Requirements: Recast every line of the entries below as a numbered list, omitting any blank lines.

+---+

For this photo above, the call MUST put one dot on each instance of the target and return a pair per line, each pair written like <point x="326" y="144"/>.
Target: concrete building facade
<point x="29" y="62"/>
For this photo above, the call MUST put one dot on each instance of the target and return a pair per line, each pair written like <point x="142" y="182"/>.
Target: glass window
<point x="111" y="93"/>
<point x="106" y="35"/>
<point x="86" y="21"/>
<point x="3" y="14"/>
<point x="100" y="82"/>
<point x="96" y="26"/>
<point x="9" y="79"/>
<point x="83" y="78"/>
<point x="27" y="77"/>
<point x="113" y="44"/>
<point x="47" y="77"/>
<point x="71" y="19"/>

+---+

Response to this exercise:
1. For this photo above, the call MUST put one dot on each instance of the target and return a pair per line, each pair written like <point x="326" y="144"/>.
2. Target: concrete building facade
3. <point x="29" y="62"/>
4. For this photo above, the call MUST put one dot on each instance of the target and return a pair per line, each pair written like <point x="142" y="182"/>.
5. Target: glass window
6. <point x="111" y="93"/>
7. <point x="106" y="35"/>
8. <point x="86" y="21"/>
9. <point x="3" y="14"/>
10. <point x="100" y="82"/>
11. <point x="96" y="26"/>
12. <point x="9" y="79"/>
13. <point x="83" y="78"/>
14. <point x="27" y="77"/>
15. <point x="113" y="44"/>
16. <point x="47" y="77"/>
17. <point x="71" y="19"/>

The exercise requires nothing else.